+++ The input
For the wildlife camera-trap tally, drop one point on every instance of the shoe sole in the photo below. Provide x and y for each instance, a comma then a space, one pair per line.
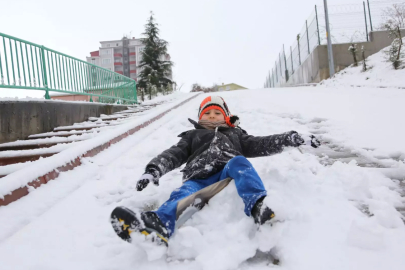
125, 222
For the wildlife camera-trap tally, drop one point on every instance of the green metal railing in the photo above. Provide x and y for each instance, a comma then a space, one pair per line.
26, 65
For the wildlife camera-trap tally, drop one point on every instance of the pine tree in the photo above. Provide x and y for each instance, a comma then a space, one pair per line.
394, 53
155, 69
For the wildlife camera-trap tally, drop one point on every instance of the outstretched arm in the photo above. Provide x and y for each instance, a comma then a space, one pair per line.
259, 146
165, 162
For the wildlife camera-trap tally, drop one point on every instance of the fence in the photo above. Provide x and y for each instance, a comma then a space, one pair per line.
348, 23
26, 65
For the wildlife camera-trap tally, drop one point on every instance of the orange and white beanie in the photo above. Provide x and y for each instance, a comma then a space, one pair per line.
218, 103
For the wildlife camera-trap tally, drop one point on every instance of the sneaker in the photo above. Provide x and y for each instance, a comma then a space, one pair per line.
125, 222
261, 213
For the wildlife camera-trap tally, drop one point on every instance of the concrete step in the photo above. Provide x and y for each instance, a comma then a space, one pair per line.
23, 158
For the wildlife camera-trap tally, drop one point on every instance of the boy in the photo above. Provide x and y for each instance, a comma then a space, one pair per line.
215, 150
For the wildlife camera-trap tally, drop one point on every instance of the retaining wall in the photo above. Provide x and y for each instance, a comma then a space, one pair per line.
19, 119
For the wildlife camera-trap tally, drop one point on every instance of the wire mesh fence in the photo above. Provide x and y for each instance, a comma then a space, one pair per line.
348, 23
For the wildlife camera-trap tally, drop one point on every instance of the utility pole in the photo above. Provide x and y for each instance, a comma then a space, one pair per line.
330, 50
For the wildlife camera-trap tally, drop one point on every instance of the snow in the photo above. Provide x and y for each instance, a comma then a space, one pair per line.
380, 73
338, 216
23, 177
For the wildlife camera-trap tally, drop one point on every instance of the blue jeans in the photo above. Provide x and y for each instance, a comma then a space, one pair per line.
248, 184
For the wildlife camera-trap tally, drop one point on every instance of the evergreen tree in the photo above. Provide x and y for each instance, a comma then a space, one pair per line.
155, 69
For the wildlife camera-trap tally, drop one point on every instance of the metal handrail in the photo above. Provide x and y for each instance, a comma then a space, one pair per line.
26, 65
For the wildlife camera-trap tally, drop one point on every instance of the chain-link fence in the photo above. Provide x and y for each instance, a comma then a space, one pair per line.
348, 23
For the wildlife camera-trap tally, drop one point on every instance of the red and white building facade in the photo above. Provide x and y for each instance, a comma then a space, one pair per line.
121, 56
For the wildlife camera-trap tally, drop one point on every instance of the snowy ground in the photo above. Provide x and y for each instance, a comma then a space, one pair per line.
380, 73
340, 216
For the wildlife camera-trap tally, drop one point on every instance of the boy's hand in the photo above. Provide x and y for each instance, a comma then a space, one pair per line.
294, 139
151, 174
312, 141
++++++
-- What to produce --
Start at the line containing "of the boy's" and print each line exactly until the listing ends, keeping the final line too.

-- Exercise solution --
For the wildlife camera-trap tally, drop one point on every instance of the boy's hand in the photo above. Provide x and y for each instance, a comma then a space, one pair per line.
294, 139
151, 174
312, 141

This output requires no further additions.